STATED EXERCISE => Pull out every line in the entries below that contains the word "Place", matching case exactly.

BEGIN MATERIALS PROVIDED

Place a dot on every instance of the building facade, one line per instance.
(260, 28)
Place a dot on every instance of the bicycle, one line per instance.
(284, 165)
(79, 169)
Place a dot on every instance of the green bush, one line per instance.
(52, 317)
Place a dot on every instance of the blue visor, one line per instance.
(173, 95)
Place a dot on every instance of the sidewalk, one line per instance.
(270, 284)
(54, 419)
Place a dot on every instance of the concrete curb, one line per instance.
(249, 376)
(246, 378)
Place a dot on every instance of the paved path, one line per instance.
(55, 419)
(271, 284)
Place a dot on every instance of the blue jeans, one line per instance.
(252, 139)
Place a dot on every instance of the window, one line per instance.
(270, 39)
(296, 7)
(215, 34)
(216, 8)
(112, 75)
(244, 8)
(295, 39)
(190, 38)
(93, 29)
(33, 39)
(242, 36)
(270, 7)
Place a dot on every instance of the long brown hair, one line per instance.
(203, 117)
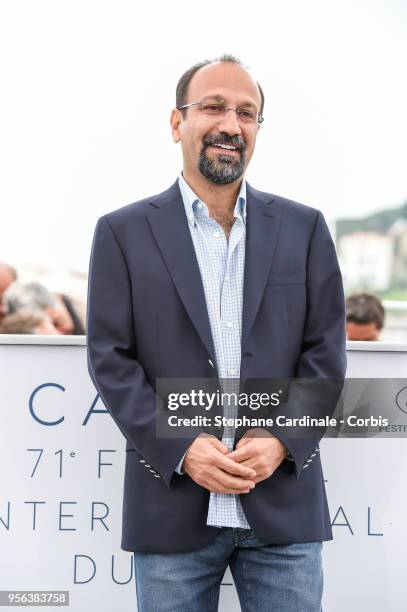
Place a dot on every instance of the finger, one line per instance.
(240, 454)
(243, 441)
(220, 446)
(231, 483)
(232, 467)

END MATERIALS PROVIDED
BEGIN MATERIALS PROVIDED

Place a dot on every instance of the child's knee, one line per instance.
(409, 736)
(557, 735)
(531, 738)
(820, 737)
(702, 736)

END MATERIALS PROVIDED

EXERCISE RESPONSE =>
Place a dot on every instance of the building facade, one line per instance.
Place a dot on every instance of the bicycle, one line per instance.
Place a dot on every instance of the green bush, one line per instance.
Place a dot on every instance of the blue visor, one line per instance.
Place a dot on every instance of the sidewalk, one line per instance.
Place a dot on every instance of the concrete curb, one line per instance.
Place a dot on every instance of the paved path, one line per instance.
Place a dot on every instance of the blue jeans, one line per instance.
Place a dot on every instance of the window, one line per instance.
Place a dot on every instance of the long brown hair, one line per instance.
Place a dot on every instance of the finger, one line per instance.
Place a dot on every instance of the child's knee, one line per instance.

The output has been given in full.